# TRECHO FORNECIDO

No debate sobre como lidar com a pandemia, parece faltar o caminho do meio quando se discute trancar a cidade ou liberar tudo. Nessa época, a emoção pode nos atingir de diversas formas, seja pela perda de entes queridos e/ou amigos, seja pelo sentimento pessoal de se ter contraído o vírus chinês ou seja pelo sentimento negativo gerado por conta da contagem diária de mortes e superlotação dos leitos de atendimento da rede hospitalar. No entanto, diferente de nós, os nossos governantes não podem estar sujeitos a esse tipo de emoção para tomar decisões. A tomada de decisão que influencia em milhões de vidas no nosso estado não pode ser tomada baseada em emoções, mas sim no que, de fato, vai ajudar a melhorar a combater essa pandemia no curto, no médio e no longo prazo.
Nunca antes nas histórias de pandemias, conforme livros e estudos sobre pandemias relatam, houve a opção por um lockdown geral, ou seja, um trancamento das pessoas sadias junto com os doentes e as pessoas dos grupos de risco. O processo de isolamento sempre se deu por meio do isolamento do grupo de risco e das pessoas já doentes, separando-as das pessoas sadias. Por isso, países que utilizaram a ampla testagem puderam, nessa pandemia, se organizar e se defender melhor do vírus chinês, isolando os contaminados e mantendo a atividade econômica em funcionamento. Além disso, políticos aproveitaram esse momento para fazer algo que poderia ser considerado inacreditável: roubar dinheiro da saúde.

Registros extraídos

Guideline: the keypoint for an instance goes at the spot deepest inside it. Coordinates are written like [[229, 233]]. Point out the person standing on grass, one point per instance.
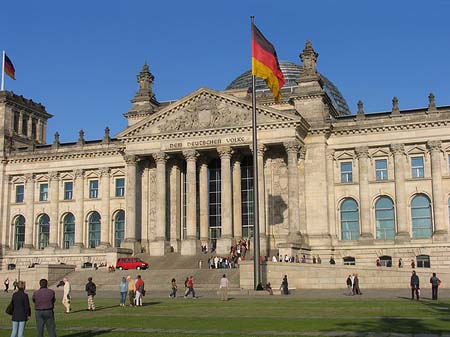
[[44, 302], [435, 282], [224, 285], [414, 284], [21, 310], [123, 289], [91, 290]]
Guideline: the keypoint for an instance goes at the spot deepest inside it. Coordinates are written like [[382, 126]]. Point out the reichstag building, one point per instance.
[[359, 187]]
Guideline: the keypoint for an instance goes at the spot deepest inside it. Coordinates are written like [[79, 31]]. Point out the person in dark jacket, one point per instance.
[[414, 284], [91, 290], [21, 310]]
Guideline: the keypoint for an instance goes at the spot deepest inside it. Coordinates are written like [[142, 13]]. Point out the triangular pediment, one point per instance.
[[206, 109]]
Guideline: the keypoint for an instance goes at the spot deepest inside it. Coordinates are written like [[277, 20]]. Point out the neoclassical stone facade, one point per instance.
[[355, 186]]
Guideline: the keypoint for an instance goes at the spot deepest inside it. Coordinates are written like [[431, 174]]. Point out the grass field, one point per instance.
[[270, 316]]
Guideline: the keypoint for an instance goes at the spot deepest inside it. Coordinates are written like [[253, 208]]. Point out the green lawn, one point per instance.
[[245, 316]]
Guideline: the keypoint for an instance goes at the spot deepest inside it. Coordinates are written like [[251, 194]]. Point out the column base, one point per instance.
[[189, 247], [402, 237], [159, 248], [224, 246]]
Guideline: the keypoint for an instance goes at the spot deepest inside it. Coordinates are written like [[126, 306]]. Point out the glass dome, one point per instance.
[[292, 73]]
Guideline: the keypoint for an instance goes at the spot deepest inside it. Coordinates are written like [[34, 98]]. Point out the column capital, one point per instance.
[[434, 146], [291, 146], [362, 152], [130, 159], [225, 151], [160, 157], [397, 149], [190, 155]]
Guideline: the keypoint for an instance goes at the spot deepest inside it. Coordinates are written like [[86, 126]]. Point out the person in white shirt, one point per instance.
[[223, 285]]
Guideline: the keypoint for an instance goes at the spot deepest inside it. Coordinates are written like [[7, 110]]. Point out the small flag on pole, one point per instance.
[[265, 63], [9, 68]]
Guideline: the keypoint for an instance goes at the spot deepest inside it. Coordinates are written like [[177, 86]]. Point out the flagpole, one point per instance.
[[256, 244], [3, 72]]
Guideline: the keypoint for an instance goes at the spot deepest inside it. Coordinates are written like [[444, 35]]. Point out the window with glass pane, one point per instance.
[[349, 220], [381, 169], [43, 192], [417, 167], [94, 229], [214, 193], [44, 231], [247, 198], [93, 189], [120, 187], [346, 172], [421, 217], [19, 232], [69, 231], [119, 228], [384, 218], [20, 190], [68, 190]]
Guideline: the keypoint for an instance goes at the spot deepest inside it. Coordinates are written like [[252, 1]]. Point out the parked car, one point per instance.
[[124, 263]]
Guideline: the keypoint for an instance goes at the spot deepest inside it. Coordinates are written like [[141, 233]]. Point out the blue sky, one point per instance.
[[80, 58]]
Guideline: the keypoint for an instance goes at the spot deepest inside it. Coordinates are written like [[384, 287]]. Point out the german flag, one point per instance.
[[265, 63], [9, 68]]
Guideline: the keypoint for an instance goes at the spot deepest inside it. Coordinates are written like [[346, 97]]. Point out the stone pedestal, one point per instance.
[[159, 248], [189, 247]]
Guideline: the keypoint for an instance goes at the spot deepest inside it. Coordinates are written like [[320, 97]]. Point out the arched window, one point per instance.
==
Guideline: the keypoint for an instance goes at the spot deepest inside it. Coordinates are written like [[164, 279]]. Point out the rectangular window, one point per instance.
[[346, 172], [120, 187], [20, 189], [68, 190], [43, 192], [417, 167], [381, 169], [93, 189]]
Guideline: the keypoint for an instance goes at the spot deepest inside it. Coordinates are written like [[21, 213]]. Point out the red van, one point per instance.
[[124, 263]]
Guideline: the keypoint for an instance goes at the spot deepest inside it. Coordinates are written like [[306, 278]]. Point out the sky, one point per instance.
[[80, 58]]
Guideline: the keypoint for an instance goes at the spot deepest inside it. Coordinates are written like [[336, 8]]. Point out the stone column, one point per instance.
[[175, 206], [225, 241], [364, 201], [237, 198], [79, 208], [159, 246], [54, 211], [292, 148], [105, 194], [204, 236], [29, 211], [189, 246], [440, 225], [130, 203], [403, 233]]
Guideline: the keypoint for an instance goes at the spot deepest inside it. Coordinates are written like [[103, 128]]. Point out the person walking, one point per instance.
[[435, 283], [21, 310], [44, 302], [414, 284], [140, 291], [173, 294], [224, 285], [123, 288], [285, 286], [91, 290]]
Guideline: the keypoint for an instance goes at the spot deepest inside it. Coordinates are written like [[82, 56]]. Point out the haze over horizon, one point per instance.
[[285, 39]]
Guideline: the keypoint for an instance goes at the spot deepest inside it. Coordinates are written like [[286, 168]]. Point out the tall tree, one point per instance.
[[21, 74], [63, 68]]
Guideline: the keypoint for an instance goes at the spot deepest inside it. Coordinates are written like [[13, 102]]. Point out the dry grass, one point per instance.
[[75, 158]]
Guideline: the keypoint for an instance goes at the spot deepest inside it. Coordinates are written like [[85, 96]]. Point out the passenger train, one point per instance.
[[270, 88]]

# REQUISITO 1
Pode transcrever, do texto sobre a pandemia, o trecho de "No debate sobre" a "no longo prazo."?
# REQUISITO 2
Como seguiria o texto sobre o combate à pandemia? Escreva a continuação a partir do ponto em que ele termina.

# RESPOSTA ESCRITA 1
No debate sobre como lidar com a pandemia, parece faltar o caminho do meio quando se discute trancar a cidade ou liberar tudo. Nessa época, a emoção pode nos atingir de diversas formas, seja pela perda de entes queridos e/ou amigos, seja pelo sentimento pessoal de se ter contraído o vírus chinês ou seja pelo sentimento negativo gerado por conta da contagem diária de mortes e superlotação dos leitos de atendimento da rede hospitalar. No entanto, diferente de nós, os nossos governantes não podem estar sujeitos a esse tipo de emoção para tomar decisões. A tomada de decisão que influencia em milhões de vidas no nosso estado não pode ser tomada baseada em emoções, mas sim no que, de fato, vai ajudar a melhorar a combater essa pandemia no curto, no médio e no longo prazo.

# RESPOSTA ESCRITA 2
Pode ser coincidência, mas os dois estados mais envolvidos em escândalos de corrupção na pandemia são os dois estados com o pior desempenho na pandemia na contagem de mortes por milhão: Amazonas (o pior do Brasil) e Rio de Janeiro (o segundo pior) – conforme a tabela abaixo demonstra o ranking dos nossos 27 estados .
No Rio de Janeiro o governador encontra-se afastado e está sendo investigado. Aqui no Amazonas os nossos deputados estaduais, que deveriam ser os guardiões de eventuais desmandos no executivo estadual, não afastaram o atual governador. Aqui, a investigação segue em andamento, tendo resultado inclusive em prisões de secretários de estado.
Agora, temos nesses primeiros meses de 2021 a péssima experiência do trancamento geral, de pessoas sendo paradas na rua, da restrição do direito de ir e vir. Para alguns, a situação parece surreal. Algumas pessoas argumentam que essa restrição é necessária, porque vai reduzir a transmissão do vírus e com isso desafogar a rede hospitalar. Essa tem sido a motivação que tem justificado de certa maneira a lógica do trancamento: a famosa ‘redução da curva’. Muitos médicos, o ex-Ministro da Saúde Nelson Teich entre eles, são contra esse lockdown sem inteligência. O trancamento precisa ter um motivo, precisa ter método e precisa ter prazo. A Nova Zelândia, por exemplo, adotou uma estratégia de lockdown inteligente, dividido em fases, baseado em testes e com amplo preparo e expansão da rede hospitalar. O resultado foi que aquele país ficou 29 dias em lockdown, e com isso liquidou a expansão da pandemia naquele país.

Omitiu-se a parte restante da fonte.